**Your instructions:** Lines before the one containing "Exercise. Spot the distant mountain" are left out; copy that line and every later line through the end of the data exactly.

------------------------------------

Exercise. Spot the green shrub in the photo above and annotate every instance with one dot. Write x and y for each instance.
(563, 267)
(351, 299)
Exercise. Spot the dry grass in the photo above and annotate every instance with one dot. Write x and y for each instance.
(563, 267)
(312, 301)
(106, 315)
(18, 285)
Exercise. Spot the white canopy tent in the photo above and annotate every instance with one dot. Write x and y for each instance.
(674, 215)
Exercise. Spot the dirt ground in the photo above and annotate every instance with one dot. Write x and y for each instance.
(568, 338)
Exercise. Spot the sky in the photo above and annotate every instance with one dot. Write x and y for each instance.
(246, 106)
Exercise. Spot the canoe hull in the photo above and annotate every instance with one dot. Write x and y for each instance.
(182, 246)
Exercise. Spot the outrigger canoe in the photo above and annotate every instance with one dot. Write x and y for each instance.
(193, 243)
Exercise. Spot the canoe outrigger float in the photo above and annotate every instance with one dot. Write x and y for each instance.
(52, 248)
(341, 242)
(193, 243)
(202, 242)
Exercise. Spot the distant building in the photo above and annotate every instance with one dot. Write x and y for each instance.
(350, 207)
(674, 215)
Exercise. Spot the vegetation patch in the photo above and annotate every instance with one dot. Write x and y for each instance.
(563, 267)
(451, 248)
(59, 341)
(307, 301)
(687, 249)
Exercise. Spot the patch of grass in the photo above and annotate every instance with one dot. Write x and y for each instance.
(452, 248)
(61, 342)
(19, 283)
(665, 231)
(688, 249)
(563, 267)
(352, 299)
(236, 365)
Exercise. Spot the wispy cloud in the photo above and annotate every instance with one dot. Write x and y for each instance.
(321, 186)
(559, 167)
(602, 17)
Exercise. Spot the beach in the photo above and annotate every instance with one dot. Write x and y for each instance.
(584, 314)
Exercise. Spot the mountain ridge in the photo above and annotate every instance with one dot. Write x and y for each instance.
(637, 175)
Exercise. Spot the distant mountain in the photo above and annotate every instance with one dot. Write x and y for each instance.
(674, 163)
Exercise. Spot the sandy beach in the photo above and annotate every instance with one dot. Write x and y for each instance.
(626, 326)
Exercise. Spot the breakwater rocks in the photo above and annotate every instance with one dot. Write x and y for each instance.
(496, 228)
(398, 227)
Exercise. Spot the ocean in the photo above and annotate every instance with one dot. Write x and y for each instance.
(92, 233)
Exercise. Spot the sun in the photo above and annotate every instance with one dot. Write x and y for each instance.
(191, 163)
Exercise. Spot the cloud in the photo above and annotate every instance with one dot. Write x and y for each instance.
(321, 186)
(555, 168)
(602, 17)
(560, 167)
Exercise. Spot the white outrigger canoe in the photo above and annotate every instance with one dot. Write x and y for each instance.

------------------------------------

**Result for this exercise:**
Exercise. Spot the distant mountain in the photo above and annotate every instance with one dot. Write x and y for each instance.
(674, 163)
Exercise. Spot the sandy beach in the photo above and annotate every instance with one dot. Write x and y for each instance.
(626, 326)
Exercise. Spot the breakwater rocks in the photo above and annotate every instance with one dot. Write x and y for each instance.
(496, 228)
(398, 227)
Exercise. Spot the ocean in the photo above and annotate every instance with one dot. Write x and y for each instance.
(92, 233)
Exercise. Spot the sun in the photo above and annotate every instance with one dot. Write x and y for each instance.
(191, 163)
Exercise. Spot the cloud in the photo above and annotate every instance with one dot. Write x and y for each instance.
(321, 186)
(555, 168)
(602, 17)
(560, 167)
Exercise. Spot the white outrigger canoe in the photo above and annotate every instance with one dot. Write x and y for each instance.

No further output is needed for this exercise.